短い課題 A:
引用文の「物件の購入代金は数千万円単位」で始まる段落を、主な事実を残して箇条書きに書き直してください。
短い課題 B:
引用文の「新築の購入時には、印紙税や仲」から「ーン」を組むことが出来ます。」に至るまでの全体を、一字一句変えずに出力してください。

引用文:
===

新築の住宅購入費用について調べていくと「諸費用(しょひよう)」という見慣れない言葉を目にすることがよくあります。 諸費用は、物件そのものの購入代金と同様に、住宅の購入時には必ず支払う費用です。
しかし、諸費用という具体性に欠けた名前の費用を目の当たりにして
「諸費用にはどんな項目が含まれているのだろう」
「一体どのくらいの金額が必要なのか」
といった、漠然とした不安を抱く方も多いかと思います。
本記事では、新築の購入時に必要な諸費用について、支払い方法、金額や項目の内訳を解説していきます。
また、購入する新築の物件の種類が、マンションなのか、建売住宅か注文住宅なのかによっても、かかる費用は異なります。
ご自身が購入を検討している物件の種類に注目しながら、ご覧ください。
新築の購入に必要な諸費用とは
諸費用の内訳や支払い金額について詳細を解説する前に、まずは諸費用とは何なのかを簡単にご説明していきます。
諸費用に関する基本的なことが理解できると思いますので、目を通してから読み進めてください。
諸費用は税金や手数料の総称
新築を購入する際にかかる費用は「物件の購入代金」と「諸費用」の2つの費用から構成されています。
新築の購入時には、印紙税や仲介手数料など、物件の購入代金とは別に数千円~数十万円単位の様々な費用が発生します。これらの税金や手数料などを総称して「諸費用」と呼びます。
諸費用は現金で支払う
物件の購入代金は数千万円単位と高額なため、一般的には住宅ローンを組み、30年~35年ほどの年月をかけて分割払いをします。 しかし、住宅ローン借入金に含まれるのは物件の購入代金のみで、諸費用に関しては現金で支払うことが一般的です。
また、諸費用と同じく現金で支払う費用に「頭金(あたまきん)」という費用があります。 頭金に関しては、住宅の購入代金の一部を現金で予め支払うものなので、住宅の購入代金をフルローンで支払うことで、頭金を0円にすることが可能です。
最近では、預金が少なかったり、手元に現金を残しておきたい人が、フルローンで住宅を購入なさるケースも珍しくありません。
フルローンでの購入を考えていた方も、諸費用の支払いに必要な現金だけは用意しておく必要があります。
なお、頭金について詳しくまとめられた記事もございますので、気になる方は合わせてご覧ください。
諸費用をローンで賄うリスク
原則として現金で支払う諸費用ですが、例外として「オーバーローン」を組むことが出来ます。
オーバーローンは、諸費用を支払うための現金が手元に無くても、家を購入できるメリットがあります。 しかし、オーバーローンには様々なリスクが伴うため、一般的には推奨されていない方法です。

===

元データ:

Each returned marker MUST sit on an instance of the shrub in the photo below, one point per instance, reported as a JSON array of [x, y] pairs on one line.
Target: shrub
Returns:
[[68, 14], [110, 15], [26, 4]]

===

完全な回答 A:
- 物件の購入代金は数千万円単位と高額なため、一般的には住宅ローンを組み、30年~35年ほどかけて分割払いする。
- 住宅ローン借入金に含まれるのは物件の購入代金のみである。
- 諸費用は現金で支払うのが一般的である。

完全な回答 B:
新築の購入時には、印紙税や仲介手数料など、物件の購入代金とは別に数千円~数十万円単位の様々な費用が発生します。これらの税金や手数料などを総称して「諸費用」と呼びます。
諸費用は現金で支払う
物件の購入代金は数千万円単位と高額なため、一般的には住宅ローンを組み、30年~35年ほどの年月をかけて分割払いをします。 しかし、住宅ローン借入金に含まれるのは物件の購入代金のみで、諸費用に関しては現金で支払うことが一般的です。
また、諸費用と同じく現金で支払う費用に「頭金(あたまきん)」という費用があります。 頭金に関しては、住宅の購入代金の一部を現金で予め支払うものなので、住宅の購入代金をフルローンで支払うことで、頭金を0円にすることが可能です。
最近では、預金が少なかったり、手元に現金を残しておきたい人が、フルローンで住宅を購入なさるケースも珍しくありません。
フルローンでの購入を考えていた方も、諸費用の支払いに必要な現金だけは用意しておく必要があります。
なお、頭金について詳しくまとめられた記事もございますので、気になる方は合わせてご覧ください。
諸費用をローンで賄うリスク
原則として現金で支払う諸費用ですが、例外として「オーバーローン」を組むことが出来ます。